**Goal**
Reproduce the data below with "Target" switched to "Object" at every occurrence and all other text unchanged. Omit the pictures from the output.
##### Raw records #####
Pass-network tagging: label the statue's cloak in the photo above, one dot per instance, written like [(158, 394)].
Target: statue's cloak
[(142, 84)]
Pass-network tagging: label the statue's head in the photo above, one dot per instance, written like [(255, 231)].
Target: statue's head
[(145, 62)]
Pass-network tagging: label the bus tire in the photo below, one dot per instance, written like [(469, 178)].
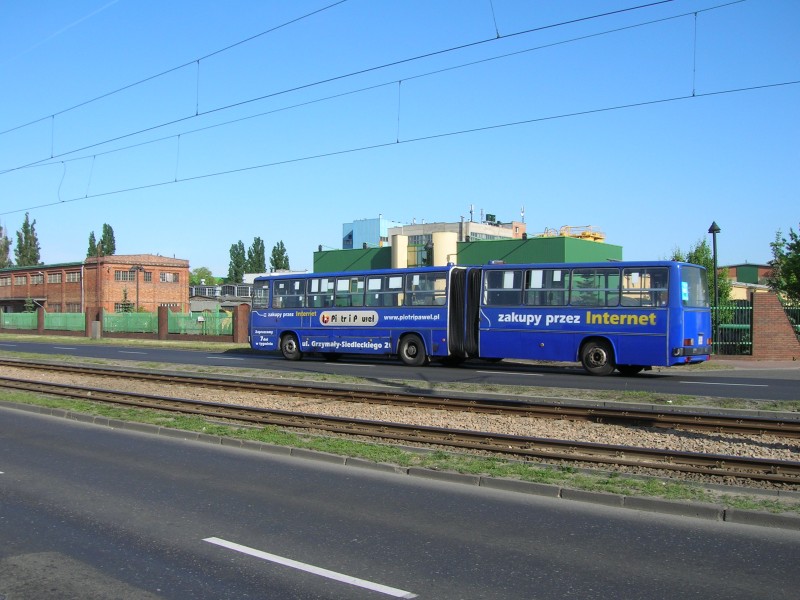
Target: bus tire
#####
**Solution**
Pass-network tagging: label the statue's cloak in the photo above, one dot per instance, written like [(158, 394)].
Object: statue's cloak
[(142, 84)]
Pass-network tagging: label the statue's head in the photo above, one dot per instance, written like [(255, 231)].
Object: statue's head
[(145, 62)]
Pass-network tagging: label the bus tire in the photo below, one dot per instance, written like [(469, 178)].
Object: bus tire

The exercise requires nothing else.